* Zu erledigende Aufgaben:
A. Seit welchem Jahr bilden Österreich, Deutschland und Luxemburg laut dem Text zum Strommarkt einen gemeinsamen Strommarkt?
B. Zitiere aus dem Text zum Strommarkt wörtlich den Abschnitt von „Zum Hintergrund: Österreich“ bis „bei 70 Euro.“.

Die bevorstehende Trennung des deutsch-österreichischen Strommarkts könnte zur Standortfrage werden.


Wien. Anfang November entscheidet die europäische Regulierungsbehörde (Acer) darüber, ob sie den gemeinsamen Strommarkt zwischen Österreich und Deutschland trennt. Entsprechende Gespräche soll es am 8. November geben. Der Grund dafür ist der massive Ausbau von erneuerbaren Energien in Deutschland und damit einhergehende Überschüsse. Heimische Energiekonzerne, Industriebetriebe und der Regulator E-Control sind von einer Strommarkt-Trennung allerdings gar nicht begeistert. Denn die könnte einen deutlichen Preisanstieg mit sich bringen.

"Wir kämpfen bis zur letzten Minute für die Erhaltung der gemeinsamen Preiszone", sagt Ernst Brandstetter, Sprecher der Österreichischen E-Wirtschaft. Die E-Control hat schon angekündigt, die Trennung anzufechten.

Überschuss aus Deutschland

Zum Hintergrund: Österreich bildet gemeinsam mit Deutschland und Luxemburg seit 2002 einen gemeinsamen Strommarkt. Das bedeutet also, dass der Strom über gemeinsame Börsen zu den gleichen Preisen gehandelt wird. Nachdem Deutschland 2011 den Ausstieg aus der Atomkraft beschlossen hat, hat es massiv in den Ausbau erneuerbarer Energien investiert. Das hat zu einem Überangebot am Strommarkt geführt und damit zu einem deutlichen Preisverfall, auch in Österreich. Der Großhandelspreis für eine Megawattstunde beträgt heute rund 25 Euro. 2009 lag er noch bei 70 Euro.

Finanziert wird das großteils von den deutschen Haushalten, die relativ hohe Öko-Stromförderungen zahlen. Und davon profitieren naturgemäß auch die heimischen Verbraucher in Form von billigem Strom aus Deutschland. Die Belastung der dortigen Haushalte ist einer der Hauptgründe, warum Deutschland nun so hartnäckig eine Trennung der Strommärkte und der Einführung von Mengenbeschränkungen fordert.

* Inhalt des Datensatzes:
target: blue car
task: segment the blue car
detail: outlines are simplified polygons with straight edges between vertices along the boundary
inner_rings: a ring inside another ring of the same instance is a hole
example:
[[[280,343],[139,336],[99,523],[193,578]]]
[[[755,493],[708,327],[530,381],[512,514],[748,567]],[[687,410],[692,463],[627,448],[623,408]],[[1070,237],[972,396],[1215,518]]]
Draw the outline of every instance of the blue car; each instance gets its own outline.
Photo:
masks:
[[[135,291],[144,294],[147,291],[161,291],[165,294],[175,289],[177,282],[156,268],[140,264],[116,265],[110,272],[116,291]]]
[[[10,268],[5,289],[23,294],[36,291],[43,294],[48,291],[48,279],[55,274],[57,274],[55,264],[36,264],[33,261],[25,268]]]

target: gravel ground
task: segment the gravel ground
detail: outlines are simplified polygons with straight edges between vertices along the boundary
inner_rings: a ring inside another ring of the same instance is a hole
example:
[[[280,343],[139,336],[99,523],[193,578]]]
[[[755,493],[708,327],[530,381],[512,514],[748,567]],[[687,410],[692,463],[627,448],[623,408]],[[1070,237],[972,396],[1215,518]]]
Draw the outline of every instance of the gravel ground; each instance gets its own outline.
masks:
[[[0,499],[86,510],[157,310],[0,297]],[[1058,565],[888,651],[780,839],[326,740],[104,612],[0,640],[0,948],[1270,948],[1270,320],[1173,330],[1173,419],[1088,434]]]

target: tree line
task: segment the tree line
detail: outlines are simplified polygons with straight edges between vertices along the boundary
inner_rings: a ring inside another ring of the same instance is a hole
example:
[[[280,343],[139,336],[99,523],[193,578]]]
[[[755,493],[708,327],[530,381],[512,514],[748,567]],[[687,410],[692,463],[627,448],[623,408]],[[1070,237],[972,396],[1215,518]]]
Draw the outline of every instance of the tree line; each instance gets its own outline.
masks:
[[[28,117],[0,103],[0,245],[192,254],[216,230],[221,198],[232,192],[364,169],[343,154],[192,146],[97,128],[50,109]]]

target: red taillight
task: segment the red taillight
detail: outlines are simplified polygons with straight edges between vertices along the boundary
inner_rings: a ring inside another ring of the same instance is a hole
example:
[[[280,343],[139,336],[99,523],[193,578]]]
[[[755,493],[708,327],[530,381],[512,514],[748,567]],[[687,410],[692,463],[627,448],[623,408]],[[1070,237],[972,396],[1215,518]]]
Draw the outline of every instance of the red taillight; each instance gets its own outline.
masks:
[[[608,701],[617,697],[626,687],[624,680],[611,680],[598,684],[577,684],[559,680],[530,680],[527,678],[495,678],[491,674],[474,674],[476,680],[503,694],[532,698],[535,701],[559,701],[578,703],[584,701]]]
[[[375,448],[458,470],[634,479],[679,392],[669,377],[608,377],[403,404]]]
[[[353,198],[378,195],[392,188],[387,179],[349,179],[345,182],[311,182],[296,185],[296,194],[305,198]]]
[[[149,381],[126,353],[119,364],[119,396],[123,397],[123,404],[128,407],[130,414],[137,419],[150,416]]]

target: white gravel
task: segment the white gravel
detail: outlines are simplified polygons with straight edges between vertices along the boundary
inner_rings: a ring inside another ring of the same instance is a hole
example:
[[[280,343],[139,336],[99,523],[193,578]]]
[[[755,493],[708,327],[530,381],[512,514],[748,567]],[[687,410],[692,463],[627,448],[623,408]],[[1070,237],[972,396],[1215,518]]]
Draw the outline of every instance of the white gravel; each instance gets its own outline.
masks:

* Antworten je Aufgabe:
A. Seit 2002.

B.
Zum Hintergrund: Österreich bildet gemeinsam mit Deutschland und Luxemburg seit 2002 einen gemeinsamen Strommarkt. Das bedeutet also, dass der Strom über gemeinsame Börsen zu den gleichen Preisen gehandelt wird. Nachdem Deutschland 2011 den Ausstieg aus der Atomkraft beschlossen hat, hat es massiv in den Ausbau erneuerbarer Energien investiert. Das hat zu einem Überangebot am Strommarkt geführt und damit zu einem deutlichen Preisverfall, auch in Österreich. Der Großhandelspreis für eine Megawattstunde beträgt heute rund 25 Euro. 2009 lag er noch bei 70 Euro.